• **抜粋文**
▬▬▬▬▬▬
プレートの断裂は北海道の南部から始まる。九州の出水断層帯も危ない。
阿蘇が噴火するだろう。
四国から紀伊半島に連なる中央構造線が裂けて南側は沈んで行く。
日本の活断層はそのエネルギーに耐えきれず次々に割れていく。
本州中央部糸魚川静岡間のフォッサマグナが避け始めたら、その時はもうおしまいだ。
富士山の大噴火とともに、日本は一気呵成に沈んでいく…。
by田所雄介

—————————— かなりネタバレアリ ——————————













■ご注意■

 今回の映画は、既に原作のままではギャグにしかならないであろう「箱根の御老人」を排し、前の映画でいしだあゆみさんが演じ、今回、柴咲コウさんが演じた阿部玲子を下町育ちのハイパーレスキュー隊員にするという思い切ったキャラクターの配置転換や、最新特撮技術を盛り込めるだけ盛り込み、自衛隊・消防庁・海洋研究開発機構(JAMSTEC)を筆頭とする数々の公的機関の協力を得て、素晴らしい絵作り、物語の舞台作りに成功している。
 前の映画で藤岡弘、さんが演じ、今回は草彅剛さんが演じた主人公の小野寺は、相変わらず「わだつみ」の操艇者だが、前の映画で夏八木勲さんが演じ今回及川光博さんが演じた相棒の結城が、母船オペレータから、同僚操艇者に変わったために、2人のパワーバランスが面白く変わっている。そのためもあって、最初から政府差し回しの研究事業から始まった今回の映画は、アメリカの諜報機関の出費で成り立っていた原作の田所研究所や、かつての映画のD1と位置づけが違うため、却って結城の方が、妻子の写真を胸に命がけで潜り続ける意志強固な操艇者であり、仕事は辞めたものの、なかなかヘッドハンティングに乗って欧州に渡ることも、田所のプロジェクトに復帰することも出来ない小野寺が、ちょっと浮いてしまっている。というか、田所博士が惚れ込むほどの優秀さが見えて来なかったりする。

 残念なのは、その小野寺が、殆ど彷徨うようにして突然故郷の会津に現れたり、箱根付近の避難者キャンプの友人を訪ねたりと、映画中後半、意味不明のモラトリアムを決め込むこと。いや、仕事を離れ、ものを考えたい気持ちは判るが、それを、第一線の潜水艇乗り持ち前の判断力で気持ちを切り替えて、新たな目標に向かってエネルギッシュに挑んでこその小野寺だと思うのだが、違うのだろうか?
▬▬▬▬▬▬
• **練習問題**
**1.** 映画評に名前が出てくる俳優を、一人残らず挙げてください。
**2.** 映画評によると、今回の映画で阿部玲子はどんな人物に変えられていますか。

ポイントラベリング用データの抜粋:
▬▬▬▬▬▬
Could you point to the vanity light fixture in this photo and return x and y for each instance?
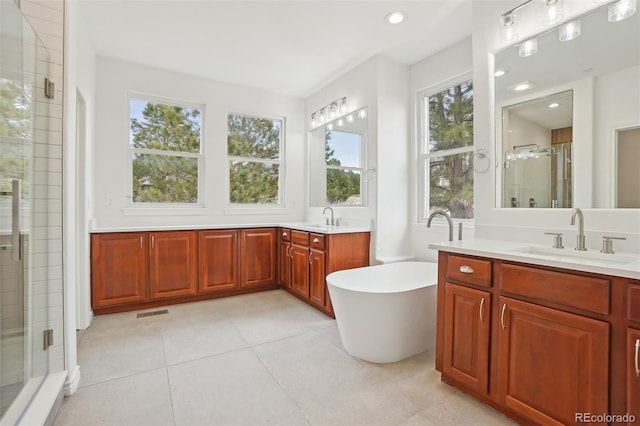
(552, 12)
(395, 17)
(329, 112)
(570, 31)
(528, 48)
(621, 9)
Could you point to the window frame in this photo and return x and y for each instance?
(164, 207)
(424, 155)
(362, 169)
(244, 207)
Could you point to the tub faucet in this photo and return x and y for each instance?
(331, 210)
(580, 239)
(446, 216)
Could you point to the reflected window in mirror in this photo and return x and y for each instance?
(337, 161)
(446, 119)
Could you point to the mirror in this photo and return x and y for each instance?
(337, 161)
(537, 138)
(601, 70)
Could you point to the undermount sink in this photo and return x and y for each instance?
(570, 254)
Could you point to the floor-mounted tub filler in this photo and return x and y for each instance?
(386, 313)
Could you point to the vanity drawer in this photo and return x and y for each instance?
(575, 291)
(467, 270)
(633, 302)
(300, 238)
(317, 241)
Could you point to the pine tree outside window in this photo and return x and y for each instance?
(254, 153)
(447, 150)
(165, 143)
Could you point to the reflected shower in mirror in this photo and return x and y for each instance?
(601, 66)
(337, 161)
(537, 139)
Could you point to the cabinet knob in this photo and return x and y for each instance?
(636, 357)
(465, 269)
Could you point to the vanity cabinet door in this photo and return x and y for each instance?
(300, 270)
(551, 364)
(466, 336)
(317, 283)
(118, 269)
(218, 260)
(258, 257)
(633, 374)
(172, 264)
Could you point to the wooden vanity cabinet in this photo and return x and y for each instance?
(313, 256)
(118, 268)
(284, 257)
(536, 343)
(551, 364)
(218, 261)
(466, 336)
(633, 374)
(172, 264)
(258, 257)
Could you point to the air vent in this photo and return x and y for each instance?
(152, 313)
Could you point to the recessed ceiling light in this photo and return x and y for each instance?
(522, 86)
(395, 17)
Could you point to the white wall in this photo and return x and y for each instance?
(616, 106)
(524, 224)
(451, 63)
(382, 86)
(116, 80)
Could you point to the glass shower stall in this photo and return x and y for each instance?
(24, 204)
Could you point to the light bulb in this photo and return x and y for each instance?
(528, 48)
(569, 31)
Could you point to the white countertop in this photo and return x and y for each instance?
(619, 264)
(303, 226)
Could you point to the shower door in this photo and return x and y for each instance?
(24, 203)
▬▬▬▬▬▬
• **解答一覧**
**1.** いしだあゆみ、柴咲コウ、藤岡弘、、草彅剛、夏八木勲、及川光博

**2.** 下町育ちのハイパーレスキュー隊員です。